Records with pointed named objects
==============================

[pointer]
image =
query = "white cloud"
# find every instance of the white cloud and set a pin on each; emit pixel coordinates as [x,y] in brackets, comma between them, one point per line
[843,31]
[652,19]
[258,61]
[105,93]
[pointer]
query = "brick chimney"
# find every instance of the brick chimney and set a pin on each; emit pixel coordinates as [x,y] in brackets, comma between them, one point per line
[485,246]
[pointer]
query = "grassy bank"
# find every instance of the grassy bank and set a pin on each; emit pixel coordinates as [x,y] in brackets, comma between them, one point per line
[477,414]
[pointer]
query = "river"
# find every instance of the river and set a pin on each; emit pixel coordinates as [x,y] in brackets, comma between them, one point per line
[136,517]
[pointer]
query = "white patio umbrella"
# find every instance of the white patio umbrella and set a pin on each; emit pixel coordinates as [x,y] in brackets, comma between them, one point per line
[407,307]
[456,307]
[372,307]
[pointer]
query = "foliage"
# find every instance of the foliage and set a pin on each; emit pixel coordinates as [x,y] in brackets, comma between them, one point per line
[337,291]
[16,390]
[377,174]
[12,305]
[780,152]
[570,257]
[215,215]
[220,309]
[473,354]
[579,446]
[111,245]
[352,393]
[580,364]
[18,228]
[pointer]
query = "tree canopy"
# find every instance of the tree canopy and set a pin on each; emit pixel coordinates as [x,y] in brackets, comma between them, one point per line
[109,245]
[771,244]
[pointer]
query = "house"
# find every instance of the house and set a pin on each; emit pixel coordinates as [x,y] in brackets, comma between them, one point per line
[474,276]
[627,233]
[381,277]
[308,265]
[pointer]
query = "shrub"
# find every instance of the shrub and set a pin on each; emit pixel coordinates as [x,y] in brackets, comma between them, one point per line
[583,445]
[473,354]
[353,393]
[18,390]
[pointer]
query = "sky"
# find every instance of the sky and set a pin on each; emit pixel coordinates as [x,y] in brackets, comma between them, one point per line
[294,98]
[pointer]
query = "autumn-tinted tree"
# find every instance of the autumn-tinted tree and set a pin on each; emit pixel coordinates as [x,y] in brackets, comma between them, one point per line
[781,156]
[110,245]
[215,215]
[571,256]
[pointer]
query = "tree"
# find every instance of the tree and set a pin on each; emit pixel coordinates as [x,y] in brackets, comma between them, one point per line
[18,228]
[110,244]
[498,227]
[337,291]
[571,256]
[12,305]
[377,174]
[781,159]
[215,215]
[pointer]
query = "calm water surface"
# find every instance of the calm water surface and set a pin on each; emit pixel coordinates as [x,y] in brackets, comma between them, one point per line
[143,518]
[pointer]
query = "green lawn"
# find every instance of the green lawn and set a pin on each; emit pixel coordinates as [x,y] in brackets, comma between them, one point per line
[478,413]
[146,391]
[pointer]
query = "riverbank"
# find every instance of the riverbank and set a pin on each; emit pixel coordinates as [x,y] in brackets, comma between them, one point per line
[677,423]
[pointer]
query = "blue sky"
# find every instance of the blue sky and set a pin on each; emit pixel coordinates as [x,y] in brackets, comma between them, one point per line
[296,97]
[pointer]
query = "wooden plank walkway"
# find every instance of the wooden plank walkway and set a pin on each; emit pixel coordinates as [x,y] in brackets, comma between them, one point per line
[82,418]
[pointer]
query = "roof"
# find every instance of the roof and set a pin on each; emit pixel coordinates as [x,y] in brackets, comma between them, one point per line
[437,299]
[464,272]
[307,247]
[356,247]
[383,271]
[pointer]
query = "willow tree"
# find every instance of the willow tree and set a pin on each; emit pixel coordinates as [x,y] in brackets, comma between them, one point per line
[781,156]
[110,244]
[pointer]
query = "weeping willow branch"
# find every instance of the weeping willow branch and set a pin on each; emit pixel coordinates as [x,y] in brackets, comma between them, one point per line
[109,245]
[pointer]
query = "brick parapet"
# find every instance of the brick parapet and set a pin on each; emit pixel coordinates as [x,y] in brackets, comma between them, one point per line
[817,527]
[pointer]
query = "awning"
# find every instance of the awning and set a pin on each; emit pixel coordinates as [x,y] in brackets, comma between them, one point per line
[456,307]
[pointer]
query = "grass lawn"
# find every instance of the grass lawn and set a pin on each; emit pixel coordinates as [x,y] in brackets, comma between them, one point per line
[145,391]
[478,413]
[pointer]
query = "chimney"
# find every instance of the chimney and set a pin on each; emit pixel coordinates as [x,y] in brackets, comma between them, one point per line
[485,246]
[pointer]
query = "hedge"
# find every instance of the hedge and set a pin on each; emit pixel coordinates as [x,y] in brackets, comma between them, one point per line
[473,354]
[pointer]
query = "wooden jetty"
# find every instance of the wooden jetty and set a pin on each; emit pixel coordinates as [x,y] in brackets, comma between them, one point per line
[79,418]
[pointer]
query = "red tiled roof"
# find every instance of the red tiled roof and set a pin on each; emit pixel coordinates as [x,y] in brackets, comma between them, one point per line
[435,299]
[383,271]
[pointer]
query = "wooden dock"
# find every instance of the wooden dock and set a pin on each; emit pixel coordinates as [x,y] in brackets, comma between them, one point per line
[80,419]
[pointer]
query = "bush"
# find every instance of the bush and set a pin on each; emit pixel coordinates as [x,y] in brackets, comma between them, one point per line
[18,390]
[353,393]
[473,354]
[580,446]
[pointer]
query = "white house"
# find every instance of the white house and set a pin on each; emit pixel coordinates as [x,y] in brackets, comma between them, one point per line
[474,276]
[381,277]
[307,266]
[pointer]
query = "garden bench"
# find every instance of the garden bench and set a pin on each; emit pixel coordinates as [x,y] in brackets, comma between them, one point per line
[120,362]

==============================

__Your objective__. Count the lines of the records above that contain the string "riverbank", treating uppercase and lowercase as distinct, and give only the number.

__Exercise result__. 2